Stated exercise A: Determine whether each statement agrees with the school desegregation excerpt below, answering yes or no and quoting the deciding words of the excerpt: (i) Racial integration in Charlotte, North Carolina, succeeded for nearly twenty years. (ii) The 1991 Supreme Court ruling discussed in the excerpt was Brown v. Board of Education. (iii) The excerpt holds that the injustice itself changed from one era to another.
Stated exercise B: Write the next part of the school desegregation excerpt below, picking up after its final sentence.

The heartbreaking reality of the present confronts us with the reality that the long road toward justice and equal opportunity that Brown promised continues, and may be getting longer. The anniversary of the Supreme Court's historic decision offers a national opportunity for self-reflection. Some of the political and policy formulas that gave us initial progress on racial integration in public school have been stymied by ideologically driven court decisions. Racial integration worked for close to two decades in Charlotte, North Carolina, enjoying broad support in the city. But in 1991 the Supreme Court ruled, in Board of Education of Oklahoma City v. Dowell, that school districts under enforced desegregation orders no longer needed federal supervision if they seemed unlikely to resegregate. According to "Children of the Dream," the city's public schools have since reversed two decades of success, and over half the city's black and Latino students go to schools where 90% of their classmates look like them. Thus legal decisions that opened up educational opportunities in one era turned into political weapons to slam these doors shut in another. The injustice remained the same, only our policy solutions and moral understanding of these issues changed.

Dataset rows:
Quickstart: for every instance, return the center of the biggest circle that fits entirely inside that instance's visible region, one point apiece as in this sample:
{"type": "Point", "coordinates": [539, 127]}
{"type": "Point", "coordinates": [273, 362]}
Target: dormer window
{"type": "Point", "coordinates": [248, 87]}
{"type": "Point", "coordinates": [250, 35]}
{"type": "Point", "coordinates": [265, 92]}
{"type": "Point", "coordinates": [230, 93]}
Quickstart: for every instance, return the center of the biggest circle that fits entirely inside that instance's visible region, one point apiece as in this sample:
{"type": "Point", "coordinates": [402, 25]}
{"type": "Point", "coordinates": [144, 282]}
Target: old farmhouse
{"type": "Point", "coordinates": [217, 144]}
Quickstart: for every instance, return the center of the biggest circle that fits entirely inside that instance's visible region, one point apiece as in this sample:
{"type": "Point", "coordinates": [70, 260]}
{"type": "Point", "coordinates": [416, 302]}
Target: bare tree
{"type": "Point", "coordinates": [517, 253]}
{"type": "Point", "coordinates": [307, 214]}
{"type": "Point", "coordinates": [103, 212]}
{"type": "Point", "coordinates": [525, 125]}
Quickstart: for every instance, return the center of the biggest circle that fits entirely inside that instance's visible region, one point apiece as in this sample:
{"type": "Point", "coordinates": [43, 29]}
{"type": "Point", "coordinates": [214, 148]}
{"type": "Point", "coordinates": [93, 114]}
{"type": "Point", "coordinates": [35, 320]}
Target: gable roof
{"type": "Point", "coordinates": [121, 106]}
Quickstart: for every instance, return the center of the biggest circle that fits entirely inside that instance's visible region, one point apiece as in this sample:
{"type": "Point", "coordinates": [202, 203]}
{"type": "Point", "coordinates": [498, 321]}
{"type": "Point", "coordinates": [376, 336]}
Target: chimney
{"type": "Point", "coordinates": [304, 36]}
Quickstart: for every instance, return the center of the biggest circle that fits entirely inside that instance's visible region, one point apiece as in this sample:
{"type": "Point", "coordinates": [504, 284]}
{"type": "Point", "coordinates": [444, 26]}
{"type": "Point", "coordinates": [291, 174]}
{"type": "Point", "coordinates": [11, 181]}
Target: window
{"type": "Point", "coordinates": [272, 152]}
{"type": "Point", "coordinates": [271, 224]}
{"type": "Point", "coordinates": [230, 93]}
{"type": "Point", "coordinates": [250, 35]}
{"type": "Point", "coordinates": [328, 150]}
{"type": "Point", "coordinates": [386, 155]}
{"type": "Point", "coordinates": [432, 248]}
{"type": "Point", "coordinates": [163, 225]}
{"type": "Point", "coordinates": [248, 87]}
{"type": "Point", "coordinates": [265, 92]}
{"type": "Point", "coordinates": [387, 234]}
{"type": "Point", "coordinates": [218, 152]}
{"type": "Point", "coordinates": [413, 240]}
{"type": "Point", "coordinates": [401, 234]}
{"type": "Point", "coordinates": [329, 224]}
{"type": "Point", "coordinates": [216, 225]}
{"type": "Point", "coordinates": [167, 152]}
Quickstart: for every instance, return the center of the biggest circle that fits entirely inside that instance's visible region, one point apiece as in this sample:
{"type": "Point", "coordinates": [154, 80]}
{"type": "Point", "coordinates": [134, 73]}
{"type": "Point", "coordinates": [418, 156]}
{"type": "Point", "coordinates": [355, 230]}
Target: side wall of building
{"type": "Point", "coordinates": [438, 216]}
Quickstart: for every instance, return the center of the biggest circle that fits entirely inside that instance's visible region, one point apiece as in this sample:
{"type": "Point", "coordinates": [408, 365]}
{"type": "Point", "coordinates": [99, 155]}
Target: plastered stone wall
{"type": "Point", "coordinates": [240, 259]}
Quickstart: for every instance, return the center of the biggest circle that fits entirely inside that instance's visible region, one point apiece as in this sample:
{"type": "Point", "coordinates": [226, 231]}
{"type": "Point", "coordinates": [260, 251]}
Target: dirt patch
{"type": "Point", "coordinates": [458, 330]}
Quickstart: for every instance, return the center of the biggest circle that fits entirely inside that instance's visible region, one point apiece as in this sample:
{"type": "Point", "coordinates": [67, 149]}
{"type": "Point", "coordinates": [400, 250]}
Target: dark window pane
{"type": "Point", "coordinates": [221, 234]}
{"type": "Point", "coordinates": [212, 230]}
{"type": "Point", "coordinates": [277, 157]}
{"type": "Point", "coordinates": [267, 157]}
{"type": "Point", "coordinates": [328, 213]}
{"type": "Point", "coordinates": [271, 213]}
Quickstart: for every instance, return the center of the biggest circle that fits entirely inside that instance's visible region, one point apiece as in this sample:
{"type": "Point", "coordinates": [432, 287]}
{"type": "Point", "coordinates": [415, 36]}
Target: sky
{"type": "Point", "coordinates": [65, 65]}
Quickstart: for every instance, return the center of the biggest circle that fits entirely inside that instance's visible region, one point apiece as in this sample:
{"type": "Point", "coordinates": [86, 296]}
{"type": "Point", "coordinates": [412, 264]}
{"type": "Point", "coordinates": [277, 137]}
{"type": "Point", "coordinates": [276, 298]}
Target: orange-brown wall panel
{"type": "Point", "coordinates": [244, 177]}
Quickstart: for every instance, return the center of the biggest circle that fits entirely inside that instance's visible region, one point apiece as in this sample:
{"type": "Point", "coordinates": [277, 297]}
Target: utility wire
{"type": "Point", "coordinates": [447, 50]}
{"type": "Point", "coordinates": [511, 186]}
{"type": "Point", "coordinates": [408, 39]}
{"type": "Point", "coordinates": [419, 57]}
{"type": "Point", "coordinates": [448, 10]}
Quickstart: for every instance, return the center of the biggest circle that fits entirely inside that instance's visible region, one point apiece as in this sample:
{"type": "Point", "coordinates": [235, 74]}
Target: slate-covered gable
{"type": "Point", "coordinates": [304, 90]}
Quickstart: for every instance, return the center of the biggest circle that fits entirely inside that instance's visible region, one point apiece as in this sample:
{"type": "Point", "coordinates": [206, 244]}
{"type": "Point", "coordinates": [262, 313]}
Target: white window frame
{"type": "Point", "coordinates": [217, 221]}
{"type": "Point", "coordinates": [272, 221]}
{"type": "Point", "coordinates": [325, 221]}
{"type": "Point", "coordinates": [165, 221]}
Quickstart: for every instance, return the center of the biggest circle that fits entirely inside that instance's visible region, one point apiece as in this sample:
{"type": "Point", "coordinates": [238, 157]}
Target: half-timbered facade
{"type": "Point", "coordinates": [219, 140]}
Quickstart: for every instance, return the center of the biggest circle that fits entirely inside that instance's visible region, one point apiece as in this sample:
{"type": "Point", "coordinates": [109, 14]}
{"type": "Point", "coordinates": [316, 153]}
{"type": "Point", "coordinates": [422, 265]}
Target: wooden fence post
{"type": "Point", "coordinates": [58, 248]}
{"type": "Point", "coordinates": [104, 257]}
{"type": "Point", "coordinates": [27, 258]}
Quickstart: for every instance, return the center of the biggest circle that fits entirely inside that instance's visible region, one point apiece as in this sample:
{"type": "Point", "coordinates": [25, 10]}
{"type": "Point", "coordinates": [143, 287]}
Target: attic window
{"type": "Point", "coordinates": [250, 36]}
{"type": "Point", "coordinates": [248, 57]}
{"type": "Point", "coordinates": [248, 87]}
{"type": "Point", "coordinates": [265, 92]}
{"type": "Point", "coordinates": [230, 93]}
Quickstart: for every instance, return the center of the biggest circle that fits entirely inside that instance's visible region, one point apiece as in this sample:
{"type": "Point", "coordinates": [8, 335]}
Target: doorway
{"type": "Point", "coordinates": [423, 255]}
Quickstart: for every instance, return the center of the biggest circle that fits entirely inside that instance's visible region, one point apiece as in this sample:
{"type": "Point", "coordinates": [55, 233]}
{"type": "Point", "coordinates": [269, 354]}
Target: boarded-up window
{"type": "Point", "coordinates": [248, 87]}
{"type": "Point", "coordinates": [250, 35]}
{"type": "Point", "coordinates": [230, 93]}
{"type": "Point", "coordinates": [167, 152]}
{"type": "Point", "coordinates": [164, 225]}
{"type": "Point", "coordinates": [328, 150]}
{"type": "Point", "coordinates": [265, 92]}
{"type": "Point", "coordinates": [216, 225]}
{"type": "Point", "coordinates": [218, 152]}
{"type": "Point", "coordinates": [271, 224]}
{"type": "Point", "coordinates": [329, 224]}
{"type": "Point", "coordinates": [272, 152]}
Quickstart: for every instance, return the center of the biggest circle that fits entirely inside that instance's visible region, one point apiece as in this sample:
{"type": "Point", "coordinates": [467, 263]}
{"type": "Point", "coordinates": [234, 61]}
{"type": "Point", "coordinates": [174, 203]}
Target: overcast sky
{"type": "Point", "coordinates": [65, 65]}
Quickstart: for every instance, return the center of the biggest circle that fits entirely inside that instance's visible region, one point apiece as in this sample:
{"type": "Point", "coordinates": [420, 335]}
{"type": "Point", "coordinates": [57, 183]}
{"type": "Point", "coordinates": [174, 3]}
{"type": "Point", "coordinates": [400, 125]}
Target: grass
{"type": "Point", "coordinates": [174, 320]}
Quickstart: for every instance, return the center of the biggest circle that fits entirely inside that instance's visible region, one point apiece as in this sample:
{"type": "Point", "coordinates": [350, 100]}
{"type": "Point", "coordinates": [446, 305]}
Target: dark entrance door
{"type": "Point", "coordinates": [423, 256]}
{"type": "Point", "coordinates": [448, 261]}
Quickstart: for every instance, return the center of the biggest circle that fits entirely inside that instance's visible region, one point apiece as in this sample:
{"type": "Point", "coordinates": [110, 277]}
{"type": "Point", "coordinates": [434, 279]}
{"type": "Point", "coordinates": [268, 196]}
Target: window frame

Right answer A:
(i) Yes: "Racial integration worked for close to two decades in Charlotte, North Carolina, enjoying broad support in the city."
(ii) No: "But in 1991 the Supreme Court ruled, in Board of Education of Oklahoma City v. Dowell, that school districts under enforced desegregation orders no longer needed federal supervision if they seemed unlikely to resegregate."
(iii) No: "The injustice remained the same, only our policy solutions and moral understanding of these issues changed."

Right answer B:
And beyond the world of policy, at a more fundamental level, the national mind remains divided on the matter of racial justice -- too many believe it's already been achieved, or worse, debate whether it's a moral necessity to pursue it at all. Memory increasingly plays a large role in how we define racial progress. The desegregation of public schools, the integration of public accommodations, voting rights and fair housing legislation have become rightfully celebrated symbols of racial progress. Yet these examples obscure as much as they reveal. Segregation, by race and class, remains a large, often unspoken, part of American identity in the 21st century. Yet, in contrast to the civil rights era, we now collectively define such inequality as the legal, ethical, and moral consequence of individual and familial choice, rather than the continuation of a sprawling system of injustice once known as Jim Crow. The anniversary of the Brown decision reminds us that Jim Crow remains frighteningly alive and present in our own time.